◆ **AVAILABLE DATA**
= = = =
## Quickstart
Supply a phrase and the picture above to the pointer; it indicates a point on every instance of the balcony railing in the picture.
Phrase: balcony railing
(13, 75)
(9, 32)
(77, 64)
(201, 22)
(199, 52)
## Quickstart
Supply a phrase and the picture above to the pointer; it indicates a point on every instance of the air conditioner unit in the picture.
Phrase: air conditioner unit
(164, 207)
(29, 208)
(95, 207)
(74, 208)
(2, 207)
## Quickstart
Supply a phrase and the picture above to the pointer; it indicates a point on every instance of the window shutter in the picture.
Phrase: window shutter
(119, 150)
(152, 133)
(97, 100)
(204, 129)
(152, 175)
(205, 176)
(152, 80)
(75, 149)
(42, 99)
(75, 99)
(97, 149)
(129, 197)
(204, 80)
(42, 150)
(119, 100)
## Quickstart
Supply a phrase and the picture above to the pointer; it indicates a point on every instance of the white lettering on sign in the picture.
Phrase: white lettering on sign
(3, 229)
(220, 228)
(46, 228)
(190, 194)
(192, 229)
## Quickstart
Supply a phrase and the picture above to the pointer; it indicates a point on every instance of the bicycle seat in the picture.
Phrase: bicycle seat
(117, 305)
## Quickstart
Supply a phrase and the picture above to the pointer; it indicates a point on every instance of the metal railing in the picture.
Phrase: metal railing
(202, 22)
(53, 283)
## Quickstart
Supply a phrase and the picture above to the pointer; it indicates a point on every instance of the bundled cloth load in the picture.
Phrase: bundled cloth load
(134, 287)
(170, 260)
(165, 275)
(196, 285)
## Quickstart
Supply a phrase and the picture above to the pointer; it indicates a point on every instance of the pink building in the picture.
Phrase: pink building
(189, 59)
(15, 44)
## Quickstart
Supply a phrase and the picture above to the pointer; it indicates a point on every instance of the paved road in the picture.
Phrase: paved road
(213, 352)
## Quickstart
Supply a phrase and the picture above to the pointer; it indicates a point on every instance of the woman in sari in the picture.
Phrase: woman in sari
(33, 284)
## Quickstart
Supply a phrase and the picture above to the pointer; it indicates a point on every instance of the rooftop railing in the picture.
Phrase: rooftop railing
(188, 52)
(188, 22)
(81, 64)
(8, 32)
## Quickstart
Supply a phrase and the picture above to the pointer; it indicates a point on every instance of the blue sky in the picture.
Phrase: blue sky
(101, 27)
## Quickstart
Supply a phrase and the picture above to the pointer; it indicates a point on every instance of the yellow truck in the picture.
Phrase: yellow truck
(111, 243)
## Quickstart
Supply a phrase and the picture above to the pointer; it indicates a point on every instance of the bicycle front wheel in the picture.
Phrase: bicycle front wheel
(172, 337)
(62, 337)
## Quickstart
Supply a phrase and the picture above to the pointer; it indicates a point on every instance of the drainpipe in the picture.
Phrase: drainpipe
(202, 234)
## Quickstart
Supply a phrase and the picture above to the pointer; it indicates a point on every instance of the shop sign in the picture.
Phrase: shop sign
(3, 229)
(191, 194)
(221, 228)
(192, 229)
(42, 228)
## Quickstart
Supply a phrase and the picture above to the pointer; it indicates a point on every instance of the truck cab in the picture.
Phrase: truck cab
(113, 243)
= = = =
◆ **EXERCISE GOAL**
Each line of the listing is to be duplicated exactly as it appears.

◆ **ANSWER SECTION**
## Quickstart
Supply a phrase and the picture above to the pointer; it indicates a point on every instance of the balcony railing in the picture.
Phrase: balcony railing
(13, 75)
(9, 32)
(77, 64)
(201, 22)
(199, 52)
## Quickstart
Supply a phrase and the picture above to the pointer; it indicates a point on every instance of the air conditioner unit in the picture.
Phrase: air conditioner unit
(164, 207)
(29, 208)
(95, 207)
(74, 208)
(2, 207)
## Quickstart
Supply a phrase and the picture above to the pointer; it indicates a point on every instance of the window shutter in the picture.
Phrase: window shutter
(119, 150)
(152, 133)
(97, 100)
(204, 129)
(152, 175)
(205, 176)
(152, 80)
(75, 149)
(42, 99)
(75, 99)
(97, 149)
(129, 197)
(204, 80)
(42, 150)
(119, 100)
## Quickstart
Supply a phrase and the picture above to the pointer; it indicates a point on every instance of the white lettering on sign in the picture.
Phrase: white lettering on sign
(3, 229)
(220, 228)
(46, 228)
(190, 194)
(192, 229)
## Quickstart
Supply a phrase and the picture above to the pointer; it indicates a point on every instance of the bicycle seat in the picture.
Phrase: bicycle seat
(117, 305)
## Quickstart
Supply a phrase and the picture above to the pointer; it indicates a point on every instance of the metal railing in the picture.
Phrase: metal railing
(202, 22)
(53, 283)
## Quickstart
Supply a phrase and the picture above to the pointer; it indicates a point on every instance of the bundled cloth load in the picture.
Phrase: bundled cloth load
(134, 287)
(170, 260)
(165, 275)
(196, 285)
## Quickstart
Supply a phrase and the picture above to the pointer; it indicates a point on every instance of the pink building in the picture.
Phrase: pink building
(189, 59)
(15, 44)
## Quickstart
Supply a phrase and the picture above to the pointer; it indicates a point on every instance of the paved road in the picture.
Phrase: paved road
(213, 352)
## Quickstart
Supply a phrase and the picture above to the pointer; it indicates a point on every instance of the woman in sari in the picture.
Phrase: woman in sari
(33, 284)
## Quickstart
Supply a phrase and the picture above to the pointer; it indicates a point on every instance of the rooftop railing in the picture.
Phrase: rooftop railing
(188, 52)
(188, 22)
(81, 64)
(8, 32)
## Quickstart
Supply a phrase and the picture above to the pointer; it indicates a point on every instance of the blue sky in the picture.
Phrase: blue sky
(101, 27)
## Quickstart
Supply a phrase and the picture above to the pointer; it indicates a point on every instance of the yellow truck in the picture.
Phrase: yellow truck
(111, 243)
## Quickstart
Supply a phrase and the picture above to the pointer; it indicates a point on every instance of the bicycle front wheel in the picture.
Phrase: bicycle front wheel
(172, 337)
(62, 337)
## Quickstart
Supply a phrase and the picture above to the pointer; it indicates a point on every instance of the drainpipe in the picture.
Phrase: drainpipe
(202, 234)
## Quickstart
Supply a phrase and the picture above to the pointer; it indicates a point on every instance of the shop sign in the picture.
Phrase: shop sign
(3, 229)
(191, 194)
(221, 228)
(192, 229)
(42, 228)
## Quickstart
Supply a phrase and the picture above to the pointer; it indicates a point on every instance of the truck cab in the picture.
Phrase: truck cab
(113, 243)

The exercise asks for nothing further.